Start of GIVEN PASSAGE

Client Profile: "Sarah"
"Sarah," 32, presents with "high-functioning anxiety" and "obsessive thinking." Her stated goal is to "fix her relationship" with her "emotionally volatile" father, which she identifies as a primary source of stress and a trigger for people-pleasing.
The Therapeutic Pathway
The therapist's goal is to collaboratively move Sarah from simply managing symptoms to understanding their adaptive roots, and finally, to empowered behavioral change.
The 5-Part Assessment Framework
A structured inquiry to explore Sarah's adaptive responses and build a foundation for new relational patterns.
1. Communication & Relational Schemas
Clinical Rationale: To establish a baseline for Sarah's communication style and identify the core "rules" that govern her relationships.
Sarah's communication adapts to perceived threat. Her "unwritten rules" create different levels of emotional safety.
- "Describe the 'unwritten rules' of communication in your relationship with your father. What topics are 'safe,' and which are 'landmines'?"
2. Exploring the Fawn Response
Clinical Rationale: To explore "fawning" as a trauma-informed survival strategy, linking her anxiety to a learned pattern of appeasement to mitigate threat.
The fawn response is a cluster of strategies. A trigger (like an anticipated call) activates the entire system.
- "When you perceive tension from him, what is your very first, automatic impulse? Is it to fix, to soothe, or to apologize?"
3. De-Enmeshment (Accountability)
Clinical Rationale: To assess her differentiation of self and challenge the enmeshment where she assumes responsibility for her father's feelings.
Sarah's "obsessive thinking" is a protective function, but it's disproportionately focused on managing her father, leaving little room for her own needs.
- "How much of that mental energy is spent anticipating your father's reactions, replaying conversations, or worrying about his choices?"
4. Assessing Assertiveness
Clinical Rationale: To understand the specific cognitive, emotional, and somatic barriers to assertiveness in this relationship.
Sarah's learned definitions ("assertive = aggressive") create high perceived risks for setting even small boundaries.

End of GIVEN PASSAGE

Continue the passage on Sarah's assessment framework from where it stops.

Start of DATASET ENTRIES

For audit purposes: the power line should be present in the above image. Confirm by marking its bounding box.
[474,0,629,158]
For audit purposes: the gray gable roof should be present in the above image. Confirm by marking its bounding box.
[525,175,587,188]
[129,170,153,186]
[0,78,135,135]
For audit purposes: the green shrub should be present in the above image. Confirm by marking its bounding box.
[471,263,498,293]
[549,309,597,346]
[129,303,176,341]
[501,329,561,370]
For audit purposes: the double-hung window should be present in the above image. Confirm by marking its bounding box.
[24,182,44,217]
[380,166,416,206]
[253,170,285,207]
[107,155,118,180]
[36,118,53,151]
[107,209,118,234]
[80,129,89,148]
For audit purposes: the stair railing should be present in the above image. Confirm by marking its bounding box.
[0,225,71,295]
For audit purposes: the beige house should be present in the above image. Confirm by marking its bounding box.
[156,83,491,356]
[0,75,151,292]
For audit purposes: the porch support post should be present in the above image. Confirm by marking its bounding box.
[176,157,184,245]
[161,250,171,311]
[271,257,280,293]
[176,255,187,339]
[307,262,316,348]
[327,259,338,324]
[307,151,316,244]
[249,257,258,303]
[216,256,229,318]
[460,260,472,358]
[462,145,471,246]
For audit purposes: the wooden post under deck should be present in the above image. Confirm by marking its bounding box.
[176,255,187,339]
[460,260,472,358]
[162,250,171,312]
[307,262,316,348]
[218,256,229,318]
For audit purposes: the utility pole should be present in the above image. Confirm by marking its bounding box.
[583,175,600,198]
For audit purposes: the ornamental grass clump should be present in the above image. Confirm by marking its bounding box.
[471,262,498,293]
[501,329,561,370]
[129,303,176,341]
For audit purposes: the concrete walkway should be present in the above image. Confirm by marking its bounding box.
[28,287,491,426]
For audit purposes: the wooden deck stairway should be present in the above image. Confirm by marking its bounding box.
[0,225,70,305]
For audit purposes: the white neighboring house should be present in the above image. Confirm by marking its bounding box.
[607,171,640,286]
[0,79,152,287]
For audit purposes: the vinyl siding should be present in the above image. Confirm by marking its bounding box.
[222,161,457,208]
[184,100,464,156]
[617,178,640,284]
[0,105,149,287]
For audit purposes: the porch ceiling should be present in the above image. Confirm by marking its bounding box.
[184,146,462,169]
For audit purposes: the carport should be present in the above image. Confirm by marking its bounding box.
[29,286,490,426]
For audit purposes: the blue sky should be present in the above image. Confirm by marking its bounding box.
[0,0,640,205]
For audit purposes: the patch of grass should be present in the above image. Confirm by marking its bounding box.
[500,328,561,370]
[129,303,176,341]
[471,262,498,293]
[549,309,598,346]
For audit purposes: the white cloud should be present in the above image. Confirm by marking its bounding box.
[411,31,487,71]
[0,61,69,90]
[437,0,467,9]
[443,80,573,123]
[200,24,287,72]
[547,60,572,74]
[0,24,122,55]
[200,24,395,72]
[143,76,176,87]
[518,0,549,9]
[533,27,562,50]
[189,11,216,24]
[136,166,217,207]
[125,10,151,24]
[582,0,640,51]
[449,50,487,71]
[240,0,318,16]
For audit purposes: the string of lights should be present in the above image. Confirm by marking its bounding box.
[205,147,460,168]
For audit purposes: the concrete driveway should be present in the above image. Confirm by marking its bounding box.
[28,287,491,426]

End of DATASET ENTRIES

**ANSWER AREA:**
- "What's the difference, in your mind, between being 'assertive' and being 'aggressive' or 'selfish'? Where did you learn those definitions?"
5. Coping with Emotional Immaturity
Clinical Rationale: To help Sarah shift her perspective from *changing her father* to *managing her own responses* to his limitations. This involves grief, acceptance, and reparenting.
Sarah's stated goal is currently focused on an external change (her father). The therapeutic work is to grieve this and shift the focus.
- "When you've needed emotional support, validation, or a true apology from your father, what has historically happened?"
- "This 'healing' you're seeking—how much of that goal involves him changing versus you changing how you relate to him?"
- "What would it be like to grieve the father you wish you had, in order to more clearly see and build a relationship with the father you actually have?"
Trainee Reflection & Discussion
Use these questions to guide your case conceptualization and treatment planning for "Sarah."
- Pacing & Safety: Given Sarah's high anxiety, which of the five sections would you start with, and which would you save for later?
- Psychoeducation: What is the first piece of psychoeducation you would offer Sarah? (e.g., explaining the 'fawn' response as a brilliant, adaptive strategy).
- The "Grief" Conversation: Sarah's goal is to "fix" the relationship. How would you handle the discrepancy between her goal and the therapeutic goal (Section 5) of acceptance?